-------- Exercise data

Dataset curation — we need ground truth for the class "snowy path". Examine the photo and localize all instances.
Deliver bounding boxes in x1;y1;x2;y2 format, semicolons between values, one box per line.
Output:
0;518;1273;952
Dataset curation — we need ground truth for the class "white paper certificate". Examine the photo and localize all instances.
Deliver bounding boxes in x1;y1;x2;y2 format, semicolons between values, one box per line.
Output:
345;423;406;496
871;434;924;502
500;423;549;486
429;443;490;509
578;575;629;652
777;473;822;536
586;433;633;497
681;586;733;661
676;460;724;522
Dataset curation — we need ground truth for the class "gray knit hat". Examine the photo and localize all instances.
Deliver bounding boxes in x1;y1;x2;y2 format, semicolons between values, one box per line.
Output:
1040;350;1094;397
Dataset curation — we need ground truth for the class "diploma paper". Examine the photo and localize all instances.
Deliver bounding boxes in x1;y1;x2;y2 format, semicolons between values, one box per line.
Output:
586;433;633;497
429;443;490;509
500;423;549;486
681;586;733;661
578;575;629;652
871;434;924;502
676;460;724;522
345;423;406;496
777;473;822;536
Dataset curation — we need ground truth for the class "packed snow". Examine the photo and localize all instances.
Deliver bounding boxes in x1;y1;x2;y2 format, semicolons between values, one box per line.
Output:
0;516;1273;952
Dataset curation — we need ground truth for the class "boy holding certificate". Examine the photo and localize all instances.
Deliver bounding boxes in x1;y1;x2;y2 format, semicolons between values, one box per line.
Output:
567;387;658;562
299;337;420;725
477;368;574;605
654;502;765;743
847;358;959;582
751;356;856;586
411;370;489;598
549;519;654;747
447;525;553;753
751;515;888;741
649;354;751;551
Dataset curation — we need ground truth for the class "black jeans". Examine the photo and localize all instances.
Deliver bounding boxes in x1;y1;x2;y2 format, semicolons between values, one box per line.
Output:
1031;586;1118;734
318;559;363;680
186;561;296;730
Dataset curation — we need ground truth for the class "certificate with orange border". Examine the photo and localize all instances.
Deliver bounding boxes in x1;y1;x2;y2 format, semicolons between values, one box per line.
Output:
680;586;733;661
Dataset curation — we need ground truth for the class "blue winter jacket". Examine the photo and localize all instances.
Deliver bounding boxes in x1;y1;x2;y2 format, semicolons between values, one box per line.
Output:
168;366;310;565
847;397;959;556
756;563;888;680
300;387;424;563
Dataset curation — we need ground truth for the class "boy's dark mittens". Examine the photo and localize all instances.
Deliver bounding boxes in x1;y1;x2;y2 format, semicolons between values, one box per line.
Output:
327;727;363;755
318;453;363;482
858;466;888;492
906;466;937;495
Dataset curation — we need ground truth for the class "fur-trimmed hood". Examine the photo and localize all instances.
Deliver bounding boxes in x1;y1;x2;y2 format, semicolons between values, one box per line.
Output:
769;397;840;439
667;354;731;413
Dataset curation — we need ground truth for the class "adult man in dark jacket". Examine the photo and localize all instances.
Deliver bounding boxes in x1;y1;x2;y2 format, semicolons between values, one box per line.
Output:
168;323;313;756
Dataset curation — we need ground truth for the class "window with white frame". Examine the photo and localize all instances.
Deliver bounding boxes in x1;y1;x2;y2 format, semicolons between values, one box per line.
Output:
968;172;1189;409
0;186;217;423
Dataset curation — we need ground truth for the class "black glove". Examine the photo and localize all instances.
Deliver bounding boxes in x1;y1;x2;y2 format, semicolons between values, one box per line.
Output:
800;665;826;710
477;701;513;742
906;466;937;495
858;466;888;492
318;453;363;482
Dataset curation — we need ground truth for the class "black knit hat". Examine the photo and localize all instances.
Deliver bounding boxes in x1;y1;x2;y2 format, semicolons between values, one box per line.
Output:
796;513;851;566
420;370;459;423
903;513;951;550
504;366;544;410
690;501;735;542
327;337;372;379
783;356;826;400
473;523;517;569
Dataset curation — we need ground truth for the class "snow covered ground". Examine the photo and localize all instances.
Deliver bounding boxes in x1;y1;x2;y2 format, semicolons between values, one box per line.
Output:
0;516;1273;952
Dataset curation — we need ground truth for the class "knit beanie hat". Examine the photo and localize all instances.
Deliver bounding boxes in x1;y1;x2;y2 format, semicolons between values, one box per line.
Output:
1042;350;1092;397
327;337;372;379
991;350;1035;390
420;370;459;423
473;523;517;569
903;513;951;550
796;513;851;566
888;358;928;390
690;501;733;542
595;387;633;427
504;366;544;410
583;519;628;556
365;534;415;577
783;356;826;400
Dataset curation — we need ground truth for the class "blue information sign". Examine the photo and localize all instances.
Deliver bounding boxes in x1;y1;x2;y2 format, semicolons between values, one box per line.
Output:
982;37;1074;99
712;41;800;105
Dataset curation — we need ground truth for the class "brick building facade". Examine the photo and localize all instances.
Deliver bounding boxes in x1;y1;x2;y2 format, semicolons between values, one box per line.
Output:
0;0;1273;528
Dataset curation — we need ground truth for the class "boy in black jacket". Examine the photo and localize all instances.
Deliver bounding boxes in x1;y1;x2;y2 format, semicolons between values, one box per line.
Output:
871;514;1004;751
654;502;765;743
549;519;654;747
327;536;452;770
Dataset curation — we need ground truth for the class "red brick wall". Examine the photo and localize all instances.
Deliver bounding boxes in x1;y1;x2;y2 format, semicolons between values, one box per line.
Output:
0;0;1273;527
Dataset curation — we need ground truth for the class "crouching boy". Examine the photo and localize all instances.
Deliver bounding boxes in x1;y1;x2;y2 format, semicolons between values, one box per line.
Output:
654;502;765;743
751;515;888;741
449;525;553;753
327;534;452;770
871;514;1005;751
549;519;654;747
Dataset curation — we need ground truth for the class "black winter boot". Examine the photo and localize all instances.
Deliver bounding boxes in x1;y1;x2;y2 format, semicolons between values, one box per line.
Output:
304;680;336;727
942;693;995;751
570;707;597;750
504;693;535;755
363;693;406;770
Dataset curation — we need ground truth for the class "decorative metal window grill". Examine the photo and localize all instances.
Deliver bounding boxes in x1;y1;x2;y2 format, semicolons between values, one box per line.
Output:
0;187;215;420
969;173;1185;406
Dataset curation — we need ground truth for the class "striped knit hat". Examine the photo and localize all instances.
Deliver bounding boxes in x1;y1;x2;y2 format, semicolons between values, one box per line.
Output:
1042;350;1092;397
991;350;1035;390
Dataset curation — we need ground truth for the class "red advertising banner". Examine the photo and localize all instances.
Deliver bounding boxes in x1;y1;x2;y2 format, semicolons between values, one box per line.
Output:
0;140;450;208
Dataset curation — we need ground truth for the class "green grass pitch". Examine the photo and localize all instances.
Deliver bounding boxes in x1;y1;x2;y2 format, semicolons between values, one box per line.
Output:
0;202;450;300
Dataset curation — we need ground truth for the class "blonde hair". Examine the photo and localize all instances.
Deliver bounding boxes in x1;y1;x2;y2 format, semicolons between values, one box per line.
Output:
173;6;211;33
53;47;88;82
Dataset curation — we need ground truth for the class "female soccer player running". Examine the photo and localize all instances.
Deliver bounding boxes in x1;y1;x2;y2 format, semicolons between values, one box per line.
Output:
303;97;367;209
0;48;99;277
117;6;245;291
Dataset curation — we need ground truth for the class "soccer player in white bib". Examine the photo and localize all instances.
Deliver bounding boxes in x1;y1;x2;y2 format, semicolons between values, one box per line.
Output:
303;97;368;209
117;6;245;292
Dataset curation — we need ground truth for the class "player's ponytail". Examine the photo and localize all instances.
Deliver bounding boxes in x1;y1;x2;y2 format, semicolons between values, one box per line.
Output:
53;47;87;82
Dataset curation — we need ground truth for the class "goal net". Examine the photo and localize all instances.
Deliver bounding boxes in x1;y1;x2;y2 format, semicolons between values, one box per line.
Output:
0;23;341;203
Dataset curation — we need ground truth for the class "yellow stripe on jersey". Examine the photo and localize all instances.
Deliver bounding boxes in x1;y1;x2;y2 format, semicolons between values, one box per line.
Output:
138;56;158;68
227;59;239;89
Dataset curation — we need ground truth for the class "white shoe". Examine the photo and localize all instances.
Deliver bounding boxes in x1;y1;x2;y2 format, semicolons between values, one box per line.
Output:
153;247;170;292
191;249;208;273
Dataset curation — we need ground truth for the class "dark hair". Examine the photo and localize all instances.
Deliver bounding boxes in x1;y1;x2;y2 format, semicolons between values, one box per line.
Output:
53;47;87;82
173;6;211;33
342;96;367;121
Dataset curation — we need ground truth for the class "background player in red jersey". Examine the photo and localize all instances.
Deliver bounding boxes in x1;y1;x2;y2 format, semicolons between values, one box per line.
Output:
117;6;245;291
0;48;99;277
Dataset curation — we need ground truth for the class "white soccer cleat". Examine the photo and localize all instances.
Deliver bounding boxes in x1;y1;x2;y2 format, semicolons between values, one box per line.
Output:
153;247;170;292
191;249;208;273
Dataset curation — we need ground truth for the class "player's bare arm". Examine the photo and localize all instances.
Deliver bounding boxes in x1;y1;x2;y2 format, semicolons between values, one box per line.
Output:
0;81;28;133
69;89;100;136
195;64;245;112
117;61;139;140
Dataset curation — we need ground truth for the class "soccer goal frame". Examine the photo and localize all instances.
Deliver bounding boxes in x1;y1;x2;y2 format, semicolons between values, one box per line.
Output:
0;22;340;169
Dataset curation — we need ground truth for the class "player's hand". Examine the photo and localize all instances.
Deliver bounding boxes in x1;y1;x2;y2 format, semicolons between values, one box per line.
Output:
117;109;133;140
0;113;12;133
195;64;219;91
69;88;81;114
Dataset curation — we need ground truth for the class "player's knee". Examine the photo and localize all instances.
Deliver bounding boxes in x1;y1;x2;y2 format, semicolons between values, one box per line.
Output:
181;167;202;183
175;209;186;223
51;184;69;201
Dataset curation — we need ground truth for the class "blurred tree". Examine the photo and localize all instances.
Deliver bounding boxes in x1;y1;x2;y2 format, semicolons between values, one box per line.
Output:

----------------

Copy the items from the start through the line containing "0;518;1273;952", swapping "snowy path" for "icy sidewalk" and leaving everything else unchanged.

Dataset curation — we need ground truth for the class "icy sidewalk". Examine the photo and localize all instances.
Deliver bounding boxes in x1;y1;x2;y2 format, semicolons between values, one box per line.
Output:
0;518;1273;952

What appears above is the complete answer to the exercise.